DOCUMENT SECTION >>
The Sunday was the same, though not as potent. More like a happy nudge in the right direction. I took myself off on my 'Artist Date', one of the requirements of the Artist's Way course. It is a block of time to take one's self out and do/see/absorb inspiring and creative things. Stimuli and receptivity, after the release and healing of the other AW activities. Anyroadhome, I braved a rainy Melbourne day to go to WornWild, an alternative designers market in the city.



It was quite amazing. Everyone had put oodles of time into their outfit to attend said market. Except me. I was surrounded by elaborate corsets and ruffles and hair pieces and scarily high lace-up boots, and lovely boys in full gothic makeup. I felt a bit like the peahen, but was quite content. I don't feel compelled to wear the alternative 'uniform' anymore. Is it just me or does that make no sense? "I'm so incredibly unique, with all the right bits and pieces, that I look exactly like everyone else here." I do like that aesthetic, and am rather passionate about corsetry, but I've been drawn more and more to earthier greens and browns of late. I couldn't resist picking up a few intriguing accessories I was drawn to, though. Like the rose cameo, above, and the little skull bow clip and peacocky comb.

CHECK YOUR UNDERSTANDING >>
A – Answer these questions using the post about the WornWild market:
(i) In which city did the writer go to the market?
(ii) What does the writer call the block of time required by the Artist's Way course?
(iii) Which colors has the writer been drawn to lately?
B – Translate this sentence from the post about the WornWild market into Spanish: "Everyone had put oodles of time into their outfit to attend said market."
C – Reproduce word for word the passage of the post about the WornWild market between "The Sunday was" and "in the city.", inclusive.
The post about the WornWild market is all that is needed here; the material can be left aside.

INFORMATION PROVIDED >>

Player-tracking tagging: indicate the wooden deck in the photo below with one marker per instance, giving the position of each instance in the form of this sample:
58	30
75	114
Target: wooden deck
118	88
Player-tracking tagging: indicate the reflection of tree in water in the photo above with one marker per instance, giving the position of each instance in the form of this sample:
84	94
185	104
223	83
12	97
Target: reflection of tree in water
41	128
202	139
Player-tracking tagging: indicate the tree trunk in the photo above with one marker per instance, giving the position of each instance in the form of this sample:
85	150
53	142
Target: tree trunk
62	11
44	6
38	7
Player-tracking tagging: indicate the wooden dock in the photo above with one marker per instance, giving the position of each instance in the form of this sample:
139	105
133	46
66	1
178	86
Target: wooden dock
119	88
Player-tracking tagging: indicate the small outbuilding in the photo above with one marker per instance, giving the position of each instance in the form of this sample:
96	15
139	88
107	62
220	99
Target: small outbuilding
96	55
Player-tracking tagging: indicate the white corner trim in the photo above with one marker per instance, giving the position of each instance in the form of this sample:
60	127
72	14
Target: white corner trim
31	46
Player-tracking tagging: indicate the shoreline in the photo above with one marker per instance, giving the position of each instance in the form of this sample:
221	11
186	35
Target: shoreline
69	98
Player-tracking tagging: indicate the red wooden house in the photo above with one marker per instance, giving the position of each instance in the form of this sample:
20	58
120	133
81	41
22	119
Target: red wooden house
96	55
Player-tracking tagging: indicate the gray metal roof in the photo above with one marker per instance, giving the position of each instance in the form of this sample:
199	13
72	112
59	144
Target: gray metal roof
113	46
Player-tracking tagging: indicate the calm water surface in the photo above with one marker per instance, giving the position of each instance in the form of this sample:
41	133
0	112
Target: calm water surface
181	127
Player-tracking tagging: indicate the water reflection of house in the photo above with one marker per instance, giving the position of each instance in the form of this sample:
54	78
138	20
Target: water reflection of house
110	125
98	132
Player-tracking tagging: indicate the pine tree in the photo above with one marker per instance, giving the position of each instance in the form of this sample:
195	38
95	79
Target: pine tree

RESPONSES TO THE EXERCISE >>
A –
(i) Melbourne
(ii) An 'Artist Date'
(iii) Earthier greens and browns

B – Todos habían dedicado muchísimo tiempo a su atuendo para asistir a dicho mercado.

C –
The Sunday was the same, though not as potent. More like a happy nudge in the right direction. I took myself off on my 'Artist Date', one of the requirements of the Artist's Way course. It is a block of time to take one's self out and do/see/absorb inspiring and creative things. Stimuli and receptivity, after the release and healing of the other AW activities. Anyroadhome, I braved a rainy Melbourne day to go to WornWild, an alternative designers market in the city.